**About this exercise**
In the passage on Plasmodium falciparum diversity, what did the precise longitudinal follow-up track? Name each item.

**Source text**
______________________________

Plasmodium falciparum diversity has been analysed in two Senegalese villages with different transmission conditions and distinct kinetics of immunity acquisition. A very large allelic polymorphism was observed in both villages, with a similar number of alleles but quite distinct allelic frequencies, indicating a substantial micro-geographical heterogeneity of malaria parasite populations. In addition, the molecular characteristics of the infections differed in both villages. As in most endemic areas, many infected subjects carry multiple parasite clones. In Dielmo, the number of distinct clones hosted decreases at the age of acquisition of an efficient immunity. There was no influence of age on the number of clones hosted in Ndiop where adults experience clinical attacks. This indicates that complexity reflects acquired immunity. The precise longitudinal follow-up of parasitaemia, clinical signs and parasite genetic characteristics showed a rapid turn over of parasite populations in the peripheral blood during the transmission season, suggesting that immunity does not prevent infection but restricts multiplication of numerous genotypes at the erythrocytic stage. Clinical malaria occurs after a rapid, apparently unrestricted growth of recently inoculated parasites. The successive clinical attacks experienced by children are associated with genotypes different for each attack and different from those that the child carried during preceding asymptomatic phases. These data indicate that parasite diversity contributes to the pathology of infection and that control of parasite density, which is at least in part strain-specific, is an essential element of protection against malaria clinical attacks.

______________________________

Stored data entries
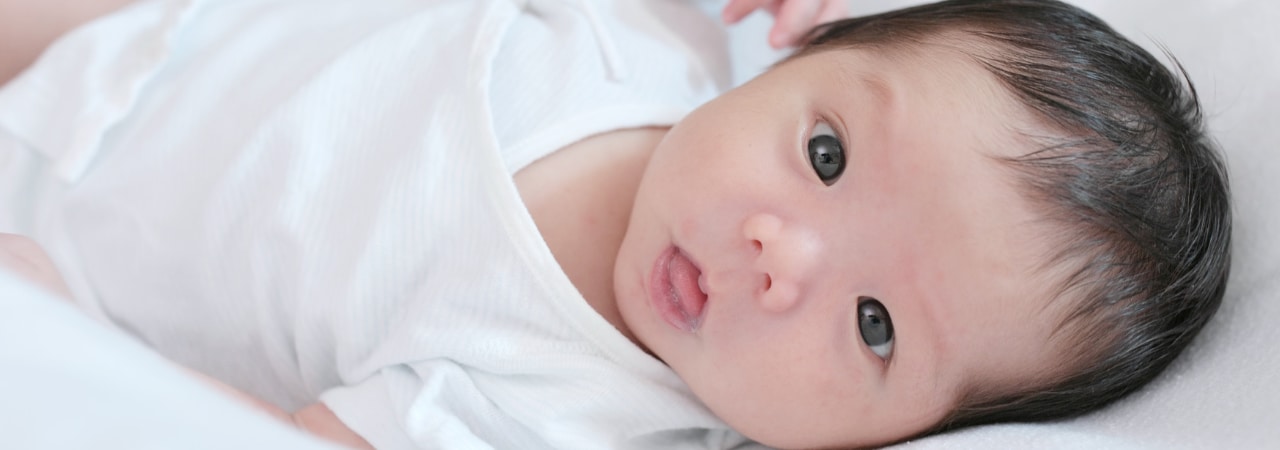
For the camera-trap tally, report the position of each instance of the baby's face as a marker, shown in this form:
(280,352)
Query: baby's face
(809,303)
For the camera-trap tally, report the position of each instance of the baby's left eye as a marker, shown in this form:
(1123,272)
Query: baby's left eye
(876,327)
(826,154)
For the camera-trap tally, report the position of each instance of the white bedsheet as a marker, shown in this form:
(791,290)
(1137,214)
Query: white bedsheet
(69,382)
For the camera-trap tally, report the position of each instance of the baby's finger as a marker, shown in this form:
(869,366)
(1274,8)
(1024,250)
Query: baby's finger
(792,21)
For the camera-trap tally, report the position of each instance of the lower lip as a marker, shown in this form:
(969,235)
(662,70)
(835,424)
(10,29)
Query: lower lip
(673,290)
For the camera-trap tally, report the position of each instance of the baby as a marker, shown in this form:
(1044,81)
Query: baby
(935,217)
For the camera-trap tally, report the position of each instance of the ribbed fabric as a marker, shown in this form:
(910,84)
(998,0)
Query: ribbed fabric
(312,201)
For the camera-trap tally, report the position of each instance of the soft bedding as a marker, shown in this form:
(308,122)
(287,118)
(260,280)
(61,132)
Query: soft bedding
(69,382)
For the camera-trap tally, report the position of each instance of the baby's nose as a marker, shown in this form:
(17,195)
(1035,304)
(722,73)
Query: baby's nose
(785,255)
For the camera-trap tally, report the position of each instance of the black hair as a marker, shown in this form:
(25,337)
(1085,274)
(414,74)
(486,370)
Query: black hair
(1127,174)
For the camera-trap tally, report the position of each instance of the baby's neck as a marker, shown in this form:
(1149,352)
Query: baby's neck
(581,197)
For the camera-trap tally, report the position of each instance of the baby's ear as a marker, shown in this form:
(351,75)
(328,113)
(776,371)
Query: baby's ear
(23,257)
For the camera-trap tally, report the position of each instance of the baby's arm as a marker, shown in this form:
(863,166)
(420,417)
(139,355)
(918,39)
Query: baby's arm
(792,18)
(30,26)
(26,258)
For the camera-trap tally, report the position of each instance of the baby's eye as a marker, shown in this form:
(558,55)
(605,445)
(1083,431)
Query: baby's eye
(876,326)
(826,154)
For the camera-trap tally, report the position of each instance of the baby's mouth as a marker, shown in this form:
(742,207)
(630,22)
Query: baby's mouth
(677,290)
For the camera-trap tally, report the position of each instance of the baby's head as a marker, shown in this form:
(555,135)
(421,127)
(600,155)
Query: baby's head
(941,216)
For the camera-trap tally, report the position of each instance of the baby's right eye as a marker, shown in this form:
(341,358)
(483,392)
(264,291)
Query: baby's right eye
(876,326)
(826,154)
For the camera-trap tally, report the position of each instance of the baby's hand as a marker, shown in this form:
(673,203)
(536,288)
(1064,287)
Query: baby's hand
(792,18)
(26,258)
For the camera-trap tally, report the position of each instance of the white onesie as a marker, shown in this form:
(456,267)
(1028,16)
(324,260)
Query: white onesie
(312,201)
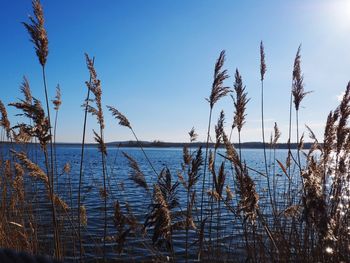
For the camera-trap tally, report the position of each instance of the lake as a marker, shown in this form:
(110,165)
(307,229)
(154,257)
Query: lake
(227,227)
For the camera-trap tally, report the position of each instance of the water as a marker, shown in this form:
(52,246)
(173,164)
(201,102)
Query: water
(123,189)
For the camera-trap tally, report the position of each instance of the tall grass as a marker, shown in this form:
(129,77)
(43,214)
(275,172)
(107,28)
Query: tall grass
(303,216)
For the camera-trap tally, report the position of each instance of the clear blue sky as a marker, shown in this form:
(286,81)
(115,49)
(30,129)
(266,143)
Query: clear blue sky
(156,58)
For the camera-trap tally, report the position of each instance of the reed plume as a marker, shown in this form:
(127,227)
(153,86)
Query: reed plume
(218,91)
(58,100)
(25,89)
(240,103)
(38,33)
(193,135)
(41,126)
(81,208)
(123,121)
(4,121)
(94,85)
(161,216)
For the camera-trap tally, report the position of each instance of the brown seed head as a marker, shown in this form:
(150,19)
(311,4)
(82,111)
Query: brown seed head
(38,33)
(218,90)
(123,121)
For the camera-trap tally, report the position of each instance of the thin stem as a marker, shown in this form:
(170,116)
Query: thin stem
(56,236)
(264,146)
(144,153)
(105,198)
(81,169)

______________________________

**Written response**
Parasitaemia, clinical signs, and parasite genetic characteristics.